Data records
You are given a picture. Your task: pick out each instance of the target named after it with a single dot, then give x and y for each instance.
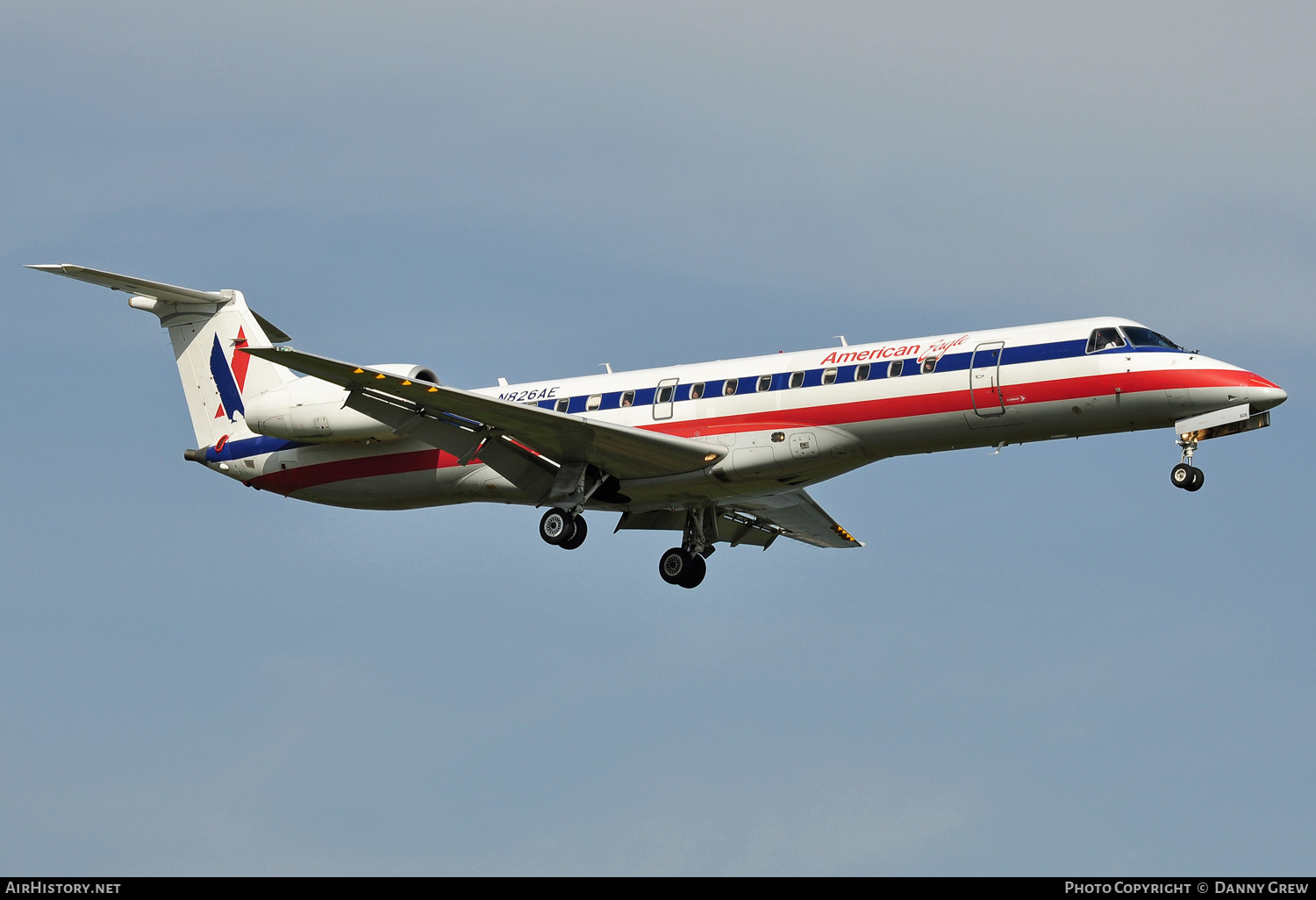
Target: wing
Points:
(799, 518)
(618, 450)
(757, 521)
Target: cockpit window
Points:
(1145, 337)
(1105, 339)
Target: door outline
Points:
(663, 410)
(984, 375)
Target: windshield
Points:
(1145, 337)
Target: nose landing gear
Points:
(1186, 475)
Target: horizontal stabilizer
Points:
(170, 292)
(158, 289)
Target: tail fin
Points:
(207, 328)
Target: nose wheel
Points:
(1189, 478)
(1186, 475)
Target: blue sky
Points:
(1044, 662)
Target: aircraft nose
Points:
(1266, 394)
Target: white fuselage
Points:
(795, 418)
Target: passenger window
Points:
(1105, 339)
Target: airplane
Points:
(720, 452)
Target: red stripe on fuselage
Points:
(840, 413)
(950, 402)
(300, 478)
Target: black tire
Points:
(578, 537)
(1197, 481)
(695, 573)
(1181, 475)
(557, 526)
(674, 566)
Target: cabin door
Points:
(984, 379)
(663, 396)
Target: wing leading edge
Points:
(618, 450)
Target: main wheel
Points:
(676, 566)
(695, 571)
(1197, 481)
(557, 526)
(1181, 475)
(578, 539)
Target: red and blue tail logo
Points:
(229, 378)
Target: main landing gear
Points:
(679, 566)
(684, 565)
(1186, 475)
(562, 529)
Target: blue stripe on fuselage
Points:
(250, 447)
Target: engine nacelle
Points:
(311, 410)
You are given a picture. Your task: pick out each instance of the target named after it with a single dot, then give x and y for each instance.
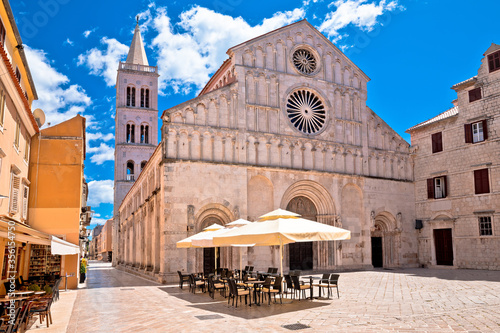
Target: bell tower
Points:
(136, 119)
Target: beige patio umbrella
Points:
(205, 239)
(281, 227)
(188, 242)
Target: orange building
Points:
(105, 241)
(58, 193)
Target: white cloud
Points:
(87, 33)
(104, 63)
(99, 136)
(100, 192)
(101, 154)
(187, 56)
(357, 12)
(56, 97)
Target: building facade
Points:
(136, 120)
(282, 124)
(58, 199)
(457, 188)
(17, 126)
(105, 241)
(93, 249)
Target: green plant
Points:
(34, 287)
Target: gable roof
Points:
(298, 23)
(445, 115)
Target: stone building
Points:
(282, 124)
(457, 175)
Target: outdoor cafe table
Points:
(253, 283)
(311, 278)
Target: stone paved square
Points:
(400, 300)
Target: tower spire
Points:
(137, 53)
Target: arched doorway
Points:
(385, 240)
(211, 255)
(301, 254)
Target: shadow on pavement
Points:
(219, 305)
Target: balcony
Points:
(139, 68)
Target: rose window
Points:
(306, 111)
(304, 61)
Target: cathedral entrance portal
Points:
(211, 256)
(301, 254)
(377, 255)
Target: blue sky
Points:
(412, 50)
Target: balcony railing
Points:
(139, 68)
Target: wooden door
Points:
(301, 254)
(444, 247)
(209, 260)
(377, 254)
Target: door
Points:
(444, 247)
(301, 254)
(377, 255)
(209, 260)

- _How to complete this task_
Without the pictures, restate all of the entries above verbatim.

- _Your solution_
You are given a picture. Your task: pick out each instance of the target named after it with a single dot, then give x and y for each instance.
Target: wing
Points:
(799, 518)
(618, 450)
(757, 521)
Target: cockpit window
Points:
(1145, 337)
(1105, 339)
Target: door outline
Points:
(663, 410)
(984, 375)
Target: windshield
Points:
(1145, 337)
Target: nose landing gear
Points:
(1186, 475)
Target: horizontal stabilizer
Points:
(170, 292)
(158, 289)
Target: tail fin
Points:
(207, 328)
Target: nose wheel
Points:
(1189, 478)
(1186, 475)
Target: blue sky
Points:
(1044, 662)
Target: aircraft nose
Points:
(1266, 394)
Target: white fuselage
Points:
(795, 418)
Target: passenger window
Points:
(1105, 339)
Target: airplane
Points:
(720, 452)
Target: red stripe on fuselage
Points:
(840, 413)
(950, 402)
(300, 478)
Target: black tire
Points:
(578, 537)
(1197, 481)
(695, 573)
(1181, 475)
(557, 526)
(674, 566)
Target: cabin door
Points:
(984, 379)
(663, 396)
Target: wing leading edge
Points:
(618, 450)
Target: main wheel
Points:
(676, 566)
(695, 571)
(1197, 481)
(557, 526)
(1181, 475)
(578, 539)
Target: red and blue tail logo
Points:
(229, 378)
Target: main landing gear
Points:
(679, 566)
(684, 565)
(1186, 475)
(562, 529)
Target: blue stripe on fuselage
Points:
(250, 447)
Target: engine nacelle
Points:
(311, 410)
You are given a picture. Your task: pick out each instance of the target named after it with a single dot, then give x and y for each instance.
Target: bell tower
Points:
(136, 119)
Target: beige patio umbrella
Points:
(205, 239)
(281, 227)
(188, 242)
Target: orange building
Points:
(105, 241)
(58, 193)
Target: white cloud
Points:
(87, 33)
(104, 63)
(99, 136)
(100, 192)
(101, 154)
(187, 56)
(357, 12)
(56, 97)
Target: building facade
Points:
(136, 120)
(282, 124)
(58, 199)
(457, 188)
(17, 126)
(105, 241)
(93, 249)
Target: green plant
Points:
(34, 287)
Target: gable roof
Points:
(298, 23)
(445, 115)
Target: stone building
Points:
(282, 124)
(457, 175)
Target: outdoor cafe table
Points:
(253, 283)
(311, 278)
Target: stone paved square
Points:
(400, 300)
Target: tower spire
Points:
(137, 53)
Target: arched doorway
Points:
(385, 240)
(211, 255)
(301, 254)
Target: shadow on pavement
Points:
(219, 305)
Target: balcony
Points:
(139, 68)
Target: rose window
Points:
(306, 111)
(304, 61)
Target: cathedral entrance portal
Points:
(211, 256)
(301, 254)
(377, 255)
Target: blue sky
Points:
(412, 50)
Target: balcony railing
Points:
(139, 68)
Target: wooden door
Points:
(301, 254)
(444, 247)
(209, 260)
(377, 254)
Target: door
Points:
(444, 247)
(301, 254)
(377, 255)
(209, 260)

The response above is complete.